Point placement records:
## begin

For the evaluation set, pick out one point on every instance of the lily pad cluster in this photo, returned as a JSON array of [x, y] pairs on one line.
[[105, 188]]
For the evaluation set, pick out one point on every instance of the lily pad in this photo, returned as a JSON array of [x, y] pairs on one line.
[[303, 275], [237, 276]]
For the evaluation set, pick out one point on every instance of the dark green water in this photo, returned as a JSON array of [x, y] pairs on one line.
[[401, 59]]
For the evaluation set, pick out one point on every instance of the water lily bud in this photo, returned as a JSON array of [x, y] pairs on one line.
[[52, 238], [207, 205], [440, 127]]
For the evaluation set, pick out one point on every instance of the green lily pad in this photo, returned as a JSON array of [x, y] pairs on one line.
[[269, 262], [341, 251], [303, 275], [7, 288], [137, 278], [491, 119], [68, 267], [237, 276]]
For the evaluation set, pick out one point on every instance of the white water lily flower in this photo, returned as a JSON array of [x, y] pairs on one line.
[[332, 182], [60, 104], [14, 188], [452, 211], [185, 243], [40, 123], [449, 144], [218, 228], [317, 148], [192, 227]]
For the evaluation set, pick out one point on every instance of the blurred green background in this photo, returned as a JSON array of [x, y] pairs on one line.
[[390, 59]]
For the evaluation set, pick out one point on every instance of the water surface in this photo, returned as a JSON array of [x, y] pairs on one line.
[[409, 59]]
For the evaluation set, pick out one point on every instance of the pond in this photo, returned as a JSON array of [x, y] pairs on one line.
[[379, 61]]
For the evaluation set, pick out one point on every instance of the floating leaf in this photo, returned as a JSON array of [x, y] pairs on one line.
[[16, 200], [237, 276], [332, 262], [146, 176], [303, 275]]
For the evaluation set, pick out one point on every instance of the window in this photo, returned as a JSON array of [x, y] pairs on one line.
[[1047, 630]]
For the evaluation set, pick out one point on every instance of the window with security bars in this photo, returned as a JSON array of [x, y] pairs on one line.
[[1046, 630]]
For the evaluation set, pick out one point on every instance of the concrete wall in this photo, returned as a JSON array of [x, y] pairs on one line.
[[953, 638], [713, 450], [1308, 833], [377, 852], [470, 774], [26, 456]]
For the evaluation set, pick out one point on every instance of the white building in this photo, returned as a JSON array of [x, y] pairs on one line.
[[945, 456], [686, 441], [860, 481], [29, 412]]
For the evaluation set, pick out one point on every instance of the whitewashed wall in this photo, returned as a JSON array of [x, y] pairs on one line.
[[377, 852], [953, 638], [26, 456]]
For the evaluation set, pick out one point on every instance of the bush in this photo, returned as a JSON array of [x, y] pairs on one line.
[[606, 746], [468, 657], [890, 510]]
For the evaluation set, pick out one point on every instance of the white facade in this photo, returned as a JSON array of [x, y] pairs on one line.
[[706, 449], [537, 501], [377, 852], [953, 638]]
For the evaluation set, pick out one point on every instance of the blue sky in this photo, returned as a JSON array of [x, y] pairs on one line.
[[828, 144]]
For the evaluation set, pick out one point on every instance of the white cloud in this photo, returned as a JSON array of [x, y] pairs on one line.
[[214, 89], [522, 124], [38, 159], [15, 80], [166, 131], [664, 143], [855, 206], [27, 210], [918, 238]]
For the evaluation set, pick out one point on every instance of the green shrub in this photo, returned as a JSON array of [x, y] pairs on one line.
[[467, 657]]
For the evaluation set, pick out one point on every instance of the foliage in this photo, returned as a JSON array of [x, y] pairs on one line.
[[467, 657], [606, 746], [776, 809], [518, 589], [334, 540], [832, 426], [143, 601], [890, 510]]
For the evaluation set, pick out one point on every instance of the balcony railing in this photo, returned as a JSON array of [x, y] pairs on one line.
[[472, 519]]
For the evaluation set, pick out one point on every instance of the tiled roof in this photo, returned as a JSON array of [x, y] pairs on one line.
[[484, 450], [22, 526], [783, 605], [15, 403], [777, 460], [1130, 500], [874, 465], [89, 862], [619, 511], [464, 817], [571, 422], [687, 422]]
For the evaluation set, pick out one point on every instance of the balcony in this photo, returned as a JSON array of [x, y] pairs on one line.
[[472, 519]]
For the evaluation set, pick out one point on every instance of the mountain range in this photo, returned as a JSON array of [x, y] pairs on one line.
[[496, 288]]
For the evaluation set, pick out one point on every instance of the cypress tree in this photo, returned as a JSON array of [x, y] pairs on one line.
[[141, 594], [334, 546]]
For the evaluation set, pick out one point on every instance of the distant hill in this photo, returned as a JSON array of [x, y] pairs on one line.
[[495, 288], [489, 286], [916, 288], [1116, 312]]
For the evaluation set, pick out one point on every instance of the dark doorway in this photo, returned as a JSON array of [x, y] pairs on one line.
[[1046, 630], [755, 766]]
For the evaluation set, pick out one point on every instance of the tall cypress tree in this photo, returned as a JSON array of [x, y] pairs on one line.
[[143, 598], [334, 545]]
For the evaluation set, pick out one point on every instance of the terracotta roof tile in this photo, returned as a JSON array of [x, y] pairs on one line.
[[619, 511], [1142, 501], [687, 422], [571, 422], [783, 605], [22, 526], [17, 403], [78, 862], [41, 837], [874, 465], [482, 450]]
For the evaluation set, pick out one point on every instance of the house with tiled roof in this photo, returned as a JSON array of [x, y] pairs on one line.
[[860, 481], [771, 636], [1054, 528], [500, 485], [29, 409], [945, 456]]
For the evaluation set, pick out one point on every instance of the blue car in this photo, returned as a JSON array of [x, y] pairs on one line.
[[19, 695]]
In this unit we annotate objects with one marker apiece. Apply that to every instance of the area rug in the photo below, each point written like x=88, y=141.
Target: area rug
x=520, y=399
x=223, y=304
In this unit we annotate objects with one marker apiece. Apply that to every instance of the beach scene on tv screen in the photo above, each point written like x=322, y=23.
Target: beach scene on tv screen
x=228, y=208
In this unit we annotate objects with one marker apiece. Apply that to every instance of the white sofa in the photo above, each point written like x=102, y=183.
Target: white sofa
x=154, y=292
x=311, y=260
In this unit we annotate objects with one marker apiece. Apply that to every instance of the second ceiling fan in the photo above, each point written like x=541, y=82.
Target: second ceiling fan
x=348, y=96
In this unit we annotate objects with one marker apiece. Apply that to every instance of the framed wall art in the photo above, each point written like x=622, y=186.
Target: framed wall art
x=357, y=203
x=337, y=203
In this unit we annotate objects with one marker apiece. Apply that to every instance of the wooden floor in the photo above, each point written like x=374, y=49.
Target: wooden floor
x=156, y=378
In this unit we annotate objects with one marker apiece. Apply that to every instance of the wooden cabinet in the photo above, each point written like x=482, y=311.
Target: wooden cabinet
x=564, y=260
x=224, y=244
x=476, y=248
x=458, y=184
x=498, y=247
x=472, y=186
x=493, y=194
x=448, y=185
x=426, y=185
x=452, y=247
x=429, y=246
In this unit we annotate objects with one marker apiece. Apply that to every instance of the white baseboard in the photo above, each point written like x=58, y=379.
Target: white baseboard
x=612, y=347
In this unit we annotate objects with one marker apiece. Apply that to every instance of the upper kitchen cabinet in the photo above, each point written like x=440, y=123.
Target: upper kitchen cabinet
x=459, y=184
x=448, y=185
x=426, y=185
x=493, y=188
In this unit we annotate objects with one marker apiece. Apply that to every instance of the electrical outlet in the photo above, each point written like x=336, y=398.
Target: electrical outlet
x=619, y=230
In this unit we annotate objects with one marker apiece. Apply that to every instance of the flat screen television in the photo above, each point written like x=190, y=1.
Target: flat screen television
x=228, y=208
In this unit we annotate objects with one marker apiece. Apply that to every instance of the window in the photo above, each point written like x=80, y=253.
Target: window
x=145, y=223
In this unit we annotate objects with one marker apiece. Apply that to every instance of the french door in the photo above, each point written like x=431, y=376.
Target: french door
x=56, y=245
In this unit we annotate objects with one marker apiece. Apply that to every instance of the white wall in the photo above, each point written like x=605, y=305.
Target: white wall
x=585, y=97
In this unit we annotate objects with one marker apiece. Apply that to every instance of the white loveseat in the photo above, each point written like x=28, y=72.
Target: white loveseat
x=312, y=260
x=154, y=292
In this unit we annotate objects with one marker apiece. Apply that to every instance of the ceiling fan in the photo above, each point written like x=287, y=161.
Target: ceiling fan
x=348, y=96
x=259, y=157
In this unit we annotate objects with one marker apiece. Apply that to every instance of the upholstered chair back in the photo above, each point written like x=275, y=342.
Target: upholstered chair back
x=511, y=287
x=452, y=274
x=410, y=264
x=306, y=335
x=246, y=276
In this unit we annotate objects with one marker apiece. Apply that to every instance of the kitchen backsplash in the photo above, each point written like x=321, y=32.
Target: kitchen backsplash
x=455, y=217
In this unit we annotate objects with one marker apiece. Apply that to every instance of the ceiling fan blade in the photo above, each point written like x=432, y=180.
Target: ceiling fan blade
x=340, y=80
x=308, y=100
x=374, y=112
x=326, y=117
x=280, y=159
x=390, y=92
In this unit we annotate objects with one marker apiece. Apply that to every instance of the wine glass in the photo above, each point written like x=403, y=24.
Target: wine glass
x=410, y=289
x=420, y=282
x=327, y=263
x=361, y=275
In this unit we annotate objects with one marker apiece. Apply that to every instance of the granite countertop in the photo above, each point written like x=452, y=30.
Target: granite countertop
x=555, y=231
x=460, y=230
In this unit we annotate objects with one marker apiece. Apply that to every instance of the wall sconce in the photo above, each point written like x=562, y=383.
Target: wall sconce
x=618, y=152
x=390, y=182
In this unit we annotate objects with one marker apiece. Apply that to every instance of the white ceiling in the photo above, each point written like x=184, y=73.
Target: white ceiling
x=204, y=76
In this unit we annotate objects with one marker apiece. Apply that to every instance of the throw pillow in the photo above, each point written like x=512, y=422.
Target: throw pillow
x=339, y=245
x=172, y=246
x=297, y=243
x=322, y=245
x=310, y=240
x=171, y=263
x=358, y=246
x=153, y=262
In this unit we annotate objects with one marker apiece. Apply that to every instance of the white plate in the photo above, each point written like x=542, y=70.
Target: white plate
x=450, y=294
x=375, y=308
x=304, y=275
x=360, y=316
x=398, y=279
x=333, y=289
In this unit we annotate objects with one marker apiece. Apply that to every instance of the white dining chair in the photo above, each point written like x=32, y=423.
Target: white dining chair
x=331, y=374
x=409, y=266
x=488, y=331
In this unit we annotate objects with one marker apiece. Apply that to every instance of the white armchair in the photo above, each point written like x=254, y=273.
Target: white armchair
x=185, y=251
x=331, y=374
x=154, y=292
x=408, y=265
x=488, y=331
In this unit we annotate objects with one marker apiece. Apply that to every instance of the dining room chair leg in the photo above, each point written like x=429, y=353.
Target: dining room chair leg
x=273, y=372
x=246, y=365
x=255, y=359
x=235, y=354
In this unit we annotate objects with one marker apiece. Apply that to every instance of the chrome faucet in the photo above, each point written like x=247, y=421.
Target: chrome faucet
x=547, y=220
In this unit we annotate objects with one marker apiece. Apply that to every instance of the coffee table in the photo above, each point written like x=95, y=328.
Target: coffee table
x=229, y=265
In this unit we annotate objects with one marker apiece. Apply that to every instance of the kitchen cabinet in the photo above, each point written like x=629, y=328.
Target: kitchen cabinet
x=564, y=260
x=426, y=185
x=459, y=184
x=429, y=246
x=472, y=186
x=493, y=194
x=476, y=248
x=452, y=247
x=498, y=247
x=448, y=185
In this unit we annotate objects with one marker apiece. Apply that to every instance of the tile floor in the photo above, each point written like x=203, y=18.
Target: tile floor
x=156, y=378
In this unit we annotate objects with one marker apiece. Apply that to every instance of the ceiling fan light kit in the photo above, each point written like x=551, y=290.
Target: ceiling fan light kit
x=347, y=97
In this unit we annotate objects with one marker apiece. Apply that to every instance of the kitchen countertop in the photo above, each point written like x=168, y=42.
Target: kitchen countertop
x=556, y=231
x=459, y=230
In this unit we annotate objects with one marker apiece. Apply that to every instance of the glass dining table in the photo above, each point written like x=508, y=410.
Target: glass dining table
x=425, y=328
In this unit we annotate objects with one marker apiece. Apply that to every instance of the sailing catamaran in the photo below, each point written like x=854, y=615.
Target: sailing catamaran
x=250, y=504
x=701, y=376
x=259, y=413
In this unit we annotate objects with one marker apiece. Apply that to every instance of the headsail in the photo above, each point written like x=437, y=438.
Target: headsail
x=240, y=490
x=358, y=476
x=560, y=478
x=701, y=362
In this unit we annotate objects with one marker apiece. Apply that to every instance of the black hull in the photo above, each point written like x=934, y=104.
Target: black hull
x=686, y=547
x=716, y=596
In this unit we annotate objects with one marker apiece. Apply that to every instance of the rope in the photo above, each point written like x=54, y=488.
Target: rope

## end

Exercise:
Put the items above, from the line with "like x=321, y=32." to the line with "x=460, y=230", into a two-column CSV with the headers item_text and answer. Give one row per item, with each value in a single quoted field and line breaks replaced by spaces.

Worked answer:
item_text,answer
"In this unit we annotate objects with one marker apiece. Apply that to every instance of the kitchen backsplash in the photo above, each point written like x=321, y=32. Target: kitchen backsplash","x=455, y=217"
"In this unit we annotate objects with one marker apiece. Apply that to every instance of the ceiling fan blade in the photo above, each point written like x=432, y=180. Target: ceiling fan blade","x=340, y=80 x=308, y=100 x=374, y=112 x=326, y=117 x=280, y=159 x=390, y=92"
"In this unit we annotate objects with one marker apiece. Apply that to every instance of the wine glass in the photo above, each point written like x=403, y=24. Target: wine glass","x=410, y=289 x=420, y=282 x=327, y=263 x=361, y=275"
"In this unit we annotate objects with one marker apiece. Apply that to every instance of the granite countertop in the photo above, each point written like x=452, y=30. Target: granite countertop","x=555, y=231 x=460, y=230"